-- TRECHO DO TEXTO --
• • • •
7 de setembro de 2016

Máfia Branca ataca de novo



Subi a Mundurucus.
Perdi a conta de quantas vezes eu havia subido a Mundurucus alguns anos antes, quando esvoaçantes cabelos castanhos por ali me chamavam. Agora não havia cabelos castanhos, nem negros, nem loiros, ruivos ou azulados – estas palavras sequer são a respeito deles. Não havia cabelos, na verdade. Havia meus passos, havia minha respiração quase ofegante e a total consciência dos meus atos ao não trazer qualquer companhia comigo, porque a presença de qualquer outra pessoa traria consigo a responsável necessidade de não ter um progressivo ataque de pânico ou de ansiedade. Aliás, onde estão os meus óculos? Tudo andava meio embaçado – literalmente, sem quaisquer significados conotativos. A Máfia Branca atacava de novo: as palavras “rins”, “alteração” e “três meses” erguiam pernas e braços diante de mim como dançarinas – dançarinas do Diabo, se bem entenderes a referência. A maldita Máfia Branca atacava de novo, trazendo-me notícias das quais eu não andava muito disposto a ter conhecimento. Aí eu paro na esquina da Mundurucus e Serzedelo, o semáforo está vermelho. Respiro fundo. O que eu faço agora? Corro para anunciar a notícia, abraço feito um maricas o travesseiro antes de dormir ou sento e simplesmente começo a gargalhar? Gargalhar. É o que quase estou fazendo – e tenho feito muito ultimamente: rindo descontroladamente diante de todos, no meio da rua, dentro do ônibus, sentado em uma praça pública ou bebendo aquela cerveja quente e odiosa no fim da noite enquanto todos vão embora da festa. Eu estou rindo. Rindo gloriosamente desesperado. Rindo. Rind. Rin. Rins, alteração e 3 meses não soam muito bem em uma mesma frase. Não soam muito bem em uma mesma frase vinda em sua direção, lançada como uma bomba de merda no ventilador.
Continuo a subir a Mundurucus e sinto saudades de sete anos atrás, quando eu fazia o percurso com outro propósito e com a certeza de uma vida inteira pela frente. Mas agora lembranças estavam enterradas, casas estavam desocupadas, quartos eram habitados por estranhos, jardins não testemunhavam virgindades perdidas e nem o fast food da esquina possuía o mesmo significado, porque tudo isso está morto tanto quanto eu... Ei. Ironia fresquinha. Pela primeira vez percebo que há um hospital na Mundurucus. Na verdade, um Centro. Monteiro Leite. Hemodiálise. Rins. Alteração e 3 meses. É dali para baixo: o que começava com algumas pílulas agora levava para o fundo do poço que sempre o estivera chamando, embora você nunca tenha se permitido pular. Agora que pula, tudo vem à tona – as voltas do Universo, o Karma por talvez ser comunista na vida passada ou simplesmente a efetivação da lei de Causa e Efeito.
• • • •
Escreva a continuação do texto sobre a subida pela Mundurucus após a notícia dos rins, começando logo depois da última frase apresentada.

(Registros armazenados)
• • • •
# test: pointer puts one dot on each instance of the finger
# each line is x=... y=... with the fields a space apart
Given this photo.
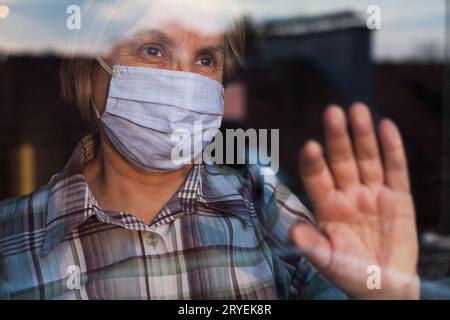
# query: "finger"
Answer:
x=315 y=174
x=365 y=144
x=395 y=164
x=313 y=245
x=339 y=148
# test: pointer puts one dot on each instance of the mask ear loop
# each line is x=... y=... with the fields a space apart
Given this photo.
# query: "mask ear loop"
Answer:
x=113 y=74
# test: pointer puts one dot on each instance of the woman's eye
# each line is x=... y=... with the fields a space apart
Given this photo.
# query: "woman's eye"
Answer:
x=206 y=61
x=152 y=51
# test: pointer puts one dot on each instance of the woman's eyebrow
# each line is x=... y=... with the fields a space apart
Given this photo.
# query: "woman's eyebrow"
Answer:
x=159 y=36
x=213 y=49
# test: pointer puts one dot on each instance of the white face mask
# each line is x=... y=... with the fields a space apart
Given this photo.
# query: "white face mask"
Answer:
x=146 y=106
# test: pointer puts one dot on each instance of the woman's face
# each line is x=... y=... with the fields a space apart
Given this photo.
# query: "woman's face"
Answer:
x=171 y=47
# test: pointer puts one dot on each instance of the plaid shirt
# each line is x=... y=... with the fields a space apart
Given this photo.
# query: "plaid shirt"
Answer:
x=224 y=235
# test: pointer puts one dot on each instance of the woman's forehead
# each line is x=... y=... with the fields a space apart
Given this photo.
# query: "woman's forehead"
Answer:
x=204 y=17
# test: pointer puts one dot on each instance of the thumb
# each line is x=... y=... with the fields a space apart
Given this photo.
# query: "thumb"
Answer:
x=314 y=246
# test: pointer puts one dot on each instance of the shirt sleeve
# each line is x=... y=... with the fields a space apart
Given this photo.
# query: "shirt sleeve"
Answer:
x=297 y=277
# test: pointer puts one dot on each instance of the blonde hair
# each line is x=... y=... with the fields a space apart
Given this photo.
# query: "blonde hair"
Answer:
x=76 y=80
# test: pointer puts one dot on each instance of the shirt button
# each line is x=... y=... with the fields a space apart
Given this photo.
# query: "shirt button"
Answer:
x=152 y=240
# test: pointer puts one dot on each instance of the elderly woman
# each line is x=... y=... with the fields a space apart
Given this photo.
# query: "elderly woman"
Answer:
x=123 y=220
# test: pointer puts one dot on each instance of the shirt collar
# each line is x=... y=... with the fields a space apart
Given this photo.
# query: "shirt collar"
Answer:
x=71 y=202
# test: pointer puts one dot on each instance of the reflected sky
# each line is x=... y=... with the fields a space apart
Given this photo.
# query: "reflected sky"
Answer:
x=36 y=26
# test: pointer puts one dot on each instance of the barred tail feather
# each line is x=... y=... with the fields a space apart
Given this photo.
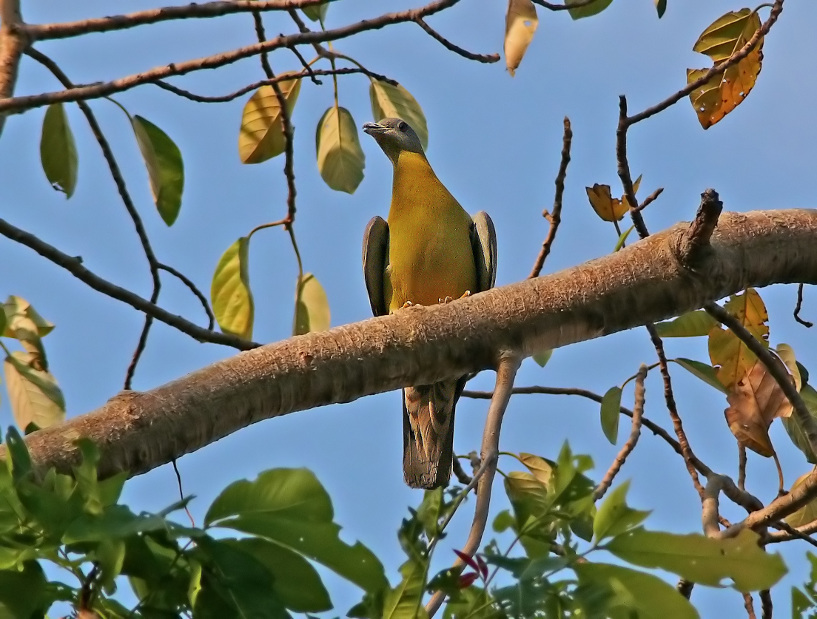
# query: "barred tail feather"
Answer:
x=428 y=432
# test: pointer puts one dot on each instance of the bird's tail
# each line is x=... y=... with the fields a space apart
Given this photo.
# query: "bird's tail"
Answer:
x=428 y=432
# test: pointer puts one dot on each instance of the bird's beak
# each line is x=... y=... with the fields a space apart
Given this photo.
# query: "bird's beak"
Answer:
x=374 y=128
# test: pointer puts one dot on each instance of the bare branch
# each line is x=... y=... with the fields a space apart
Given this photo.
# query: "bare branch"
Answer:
x=41 y=32
x=555 y=218
x=487 y=58
x=13 y=41
x=102 y=89
x=629 y=445
x=74 y=266
x=686 y=450
x=507 y=367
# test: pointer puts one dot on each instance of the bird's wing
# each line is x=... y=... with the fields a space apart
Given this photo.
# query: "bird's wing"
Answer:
x=375 y=260
x=483 y=242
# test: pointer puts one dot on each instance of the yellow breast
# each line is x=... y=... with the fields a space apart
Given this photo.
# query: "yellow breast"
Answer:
x=430 y=254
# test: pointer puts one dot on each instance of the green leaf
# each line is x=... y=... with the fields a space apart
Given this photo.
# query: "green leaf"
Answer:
x=311 y=306
x=230 y=292
x=290 y=507
x=18 y=454
x=405 y=601
x=340 y=158
x=614 y=516
x=540 y=468
x=165 y=167
x=58 y=152
x=316 y=12
x=115 y=522
x=691 y=324
x=787 y=356
x=630 y=593
x=295 y=581
x=16 y=307
x=396 y=102
x=610 y=413
x=795 y=430
x=34 y=394
x=543 y=357
x=594 y=8
x=261 y=136
x=660 y=7
x=702 y=370
x=702 y=559
x=623 y=238
x=234 y=584
x=24 y=593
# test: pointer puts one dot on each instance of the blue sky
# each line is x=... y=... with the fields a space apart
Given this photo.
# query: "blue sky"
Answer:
x=495 y=142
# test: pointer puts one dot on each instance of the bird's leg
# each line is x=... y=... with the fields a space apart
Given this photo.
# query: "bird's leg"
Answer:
x=467 y=293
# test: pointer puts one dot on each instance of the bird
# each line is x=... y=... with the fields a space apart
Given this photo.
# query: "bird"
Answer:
x=430 y=250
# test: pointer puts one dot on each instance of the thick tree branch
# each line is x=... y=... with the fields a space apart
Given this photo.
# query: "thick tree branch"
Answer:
x=641 y=283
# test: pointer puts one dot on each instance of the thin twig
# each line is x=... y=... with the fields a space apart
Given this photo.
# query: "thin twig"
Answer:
x=74 y=266
x=64 y=30
x=102 y=89
x=799 y=307
x=650 y=199
x=766 y=604
x=552 y=6
x=590 y=395
x=286 y=124
x=555 y=218
x=686 y=450
x=635 y=432
x=250 y=87
x=718 y=69
x=507 y=367
x=211 y=320
x=486 y=58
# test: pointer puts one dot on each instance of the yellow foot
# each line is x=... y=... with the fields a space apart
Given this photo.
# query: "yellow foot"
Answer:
x=467 y=293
• • • •
-- RESPOSTA DO EXERCÍCIO --
Uma bomba no ventilador.
Paro diante do Centro e começo a rir. Puta merda, isso é sério? Você realmente sempre esteve aí ou não passa de um infeliz, sádico e genial deboche? Talvez seja essa a feliz vontade do destino, uma vez mais sendo o bom e velho destino.
Continuo a subir a Mundurucus com um sorriso nos lábios – eles estão secos, meu peito ofegante e antes fosse pelo cansaço físico.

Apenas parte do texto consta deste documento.